- [Passage]:
·····
Colorado

‘No justifiable basis’ for Chavez test accommodations

EdCChavezSign92309An audit of testing practices at Cesar Chavez Academy in Pueblo finds three successive years of “extremely high” rates of special accommodations for test-takers – but no evidence of answer tampering or test coaching.

Auditors also said there was no evidence that the extra time, typically another 30 minutes per test-taker, resulted in improved scores for CCA students on the Colorado Student Assessment Program.

Lawrence Hernandez, CCA’s controversial founder, said he feels “vindication.”

“What the audit shows is that the kids earned the results they received,” said Hernandez, who was ousted from the school in October and is now suing the school’s governing board.

Still, “There is no justifiable basis for these high rates of accommodation levels,” state Education Commissioner Dwight Jones said in a news release Monday. “The state is compelled to require Cesar Chavez Academy to establish new policies and implement new procedures to ensure these high rates of accommodations are not repeated.”

As Education News Colorado first reported in July, 56 percent of Cesar Chavez Academy students in grades 3 through 8 received extra time on their 2008 reading exams. In comparison, 6.9 percent of all Colorado students in grades 3 through 8 received extra time on their 2008 reading tests.

The Caveon Test Security audit points to  similar discrepancies between the school and state practices, noting that 77.5 percent of Cesar Chavez third-graders were provided extra time on state writing tests in 2007 compared to just 6.5 percent of students statewide.

Colorado Department of Education officials commissioned the audit at the request in June of former Pueblo City Schools Superintendent John Covington. The state paid Utah-based Caveon $25,000 and released the firm’s findings on Monday.

Among the highlights:

  • No evidence of answer sheet tampering through erasures, test coaching through similar test analysis or unusual gains from prior years.
  • Normal rates of extra-time accommodations in 2006 at CCA but “extreme rates of extra-time accommodations” in 2007 and 2008 in all grades and in grades 3 and 7  in 2009.
·····
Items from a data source
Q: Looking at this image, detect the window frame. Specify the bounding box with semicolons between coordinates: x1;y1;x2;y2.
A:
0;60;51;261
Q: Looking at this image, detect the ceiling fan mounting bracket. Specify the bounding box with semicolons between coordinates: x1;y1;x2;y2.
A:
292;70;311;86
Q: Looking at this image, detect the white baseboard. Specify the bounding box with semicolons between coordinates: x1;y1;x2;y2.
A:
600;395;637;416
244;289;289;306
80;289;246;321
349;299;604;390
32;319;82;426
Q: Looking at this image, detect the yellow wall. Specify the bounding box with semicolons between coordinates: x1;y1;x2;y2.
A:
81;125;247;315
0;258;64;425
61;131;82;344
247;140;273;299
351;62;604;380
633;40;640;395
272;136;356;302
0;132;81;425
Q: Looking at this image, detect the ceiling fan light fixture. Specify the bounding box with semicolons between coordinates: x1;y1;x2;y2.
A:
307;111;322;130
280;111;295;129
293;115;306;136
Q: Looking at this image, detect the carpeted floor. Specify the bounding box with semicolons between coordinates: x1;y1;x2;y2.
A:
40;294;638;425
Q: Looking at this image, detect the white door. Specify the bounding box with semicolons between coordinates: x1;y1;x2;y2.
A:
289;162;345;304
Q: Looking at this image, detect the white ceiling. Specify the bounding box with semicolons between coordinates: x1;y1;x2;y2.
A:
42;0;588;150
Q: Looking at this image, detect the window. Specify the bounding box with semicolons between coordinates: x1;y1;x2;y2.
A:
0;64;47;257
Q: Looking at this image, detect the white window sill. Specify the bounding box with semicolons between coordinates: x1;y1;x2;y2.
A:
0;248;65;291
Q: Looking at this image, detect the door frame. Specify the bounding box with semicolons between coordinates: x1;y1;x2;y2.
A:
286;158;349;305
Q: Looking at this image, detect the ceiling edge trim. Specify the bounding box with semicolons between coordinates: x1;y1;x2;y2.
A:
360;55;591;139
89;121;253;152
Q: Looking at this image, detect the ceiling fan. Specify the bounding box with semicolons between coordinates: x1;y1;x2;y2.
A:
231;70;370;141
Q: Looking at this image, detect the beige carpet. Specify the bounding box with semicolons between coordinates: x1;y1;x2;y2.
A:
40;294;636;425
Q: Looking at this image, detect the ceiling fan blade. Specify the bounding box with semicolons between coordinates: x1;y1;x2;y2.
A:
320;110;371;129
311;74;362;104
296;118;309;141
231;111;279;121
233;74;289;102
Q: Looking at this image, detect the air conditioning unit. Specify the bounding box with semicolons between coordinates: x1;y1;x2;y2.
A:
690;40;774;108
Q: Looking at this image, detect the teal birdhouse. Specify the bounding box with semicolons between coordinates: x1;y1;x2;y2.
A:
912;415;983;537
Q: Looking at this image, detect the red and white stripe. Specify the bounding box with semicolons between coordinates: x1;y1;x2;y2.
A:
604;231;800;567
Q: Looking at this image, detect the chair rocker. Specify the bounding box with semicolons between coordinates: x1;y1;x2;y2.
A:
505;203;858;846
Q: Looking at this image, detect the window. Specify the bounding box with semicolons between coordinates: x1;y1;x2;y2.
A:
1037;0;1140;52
·····
- [Written problem 1]: Repeat the part of the article from "The Caveon Test" to "from prior years." word for word.
- [Written problem 2]: Format the rows from the line with "Q: Looking at this image, detect the ceiling fan mounting" to the line with "0;64;47;257" as a Markdown table with the columns No. and Line, leaving out blank lines.
These rows are unrelated to the article.

- [Task solution 1]:
The Caveon Test Security audit points to  similar discrepancies between the school and state practices, noting that 77.5 percent of Cesar Chavez third-graders were provided extra time on state writing tests in 2007 compared to just 6.5 percent of students statewide.

Colorado Department of Education officials commissioned the audit at the request in June of former Pueblo City Schools Superintendent John Covington. The state paid Utah-based Caveon $25,000 and released the firm’s findings on Monday.

Among the highlights:

  • No evidence of answer sheet tampering through erasures, test coaching through similar test analysis or unusual gains from prior years.

- [Task solution 2]:
| No. | Line |
|---|---|
| 1 | Q: Looking at this image, detect the ceiling fan mounting bracket. Specify the bounding box with semicolons between coordinates: x1;y1;x2;y2. |
| 2 | A: |
| 3 | 292;70;311;86 |
| 4 | Q: Looking at this image, detect the white baseboard. Specify the bounding box with semicolons between coordinates: x1;y1;x2;y2. |
| 5 | A: |
| 6 | 600;395;637;416 |
| 7 | 244;289;289;306 |
| 8 | 80;289;246;321 |
| 9 | 349;299;604;390 |
| 10 | 32;319;82;426 |
| 11 | Q: Looking at this image, detect the yellow wall. Specify the bounding box with semicolons between coordinates: x1;y1;x2;y2. |
| 12 | A: |
| 13 | 81;125;247;315 |
| 14 | 0;258;64;425 |
| 15 | 61;131;82;344 |
| 16 | 247;140;273;299 |
| 17 | 351;62;604;380 |
| 18 | 633;40;640;395 |
| 19 | 272;136;356;302 |
| 20 | 0;132;81;425 |
| 21 | Q: Looking at this image, detect the ceiling fan light fixture. Specify the bounding box with semicolons between coordinates: x1;y1;x2;y2. |
| 22 | A: |
| 23 | 307;111;322;130 |
| 24 | 280;111;295;129 |
| 25 | 293;115;306;136 |
| 26 | Q: Looking at this image, detect the carpeted floor. Specify the bounding box with semicolons between coordinates: x1;y1;x2;y2. |
| 27 | A: |
| 28 | 40;294;638;425 |
| 29 | Q: Looking at this image, detect the white door. Specify the bounding box with semicolons between coordinates: x1;y1;x2;y2. |
| 30 | A: |
| 31 | 289;162;345;304 |
| 32 | Q: Looking at this image, detect the white ceiling. Specify the bounding box with semicolons between coordinates: x1;y1;x2;y2. |
| 33 | A: |
| 34 | 42;0;588;150 |
| 35 | Q: Looking at this image, detect the window. Specify the bounding box with semicolons between coordinates: x1;y1;x2;y2. |
| 36 | A: |
| 37 | 0;64;47;257 |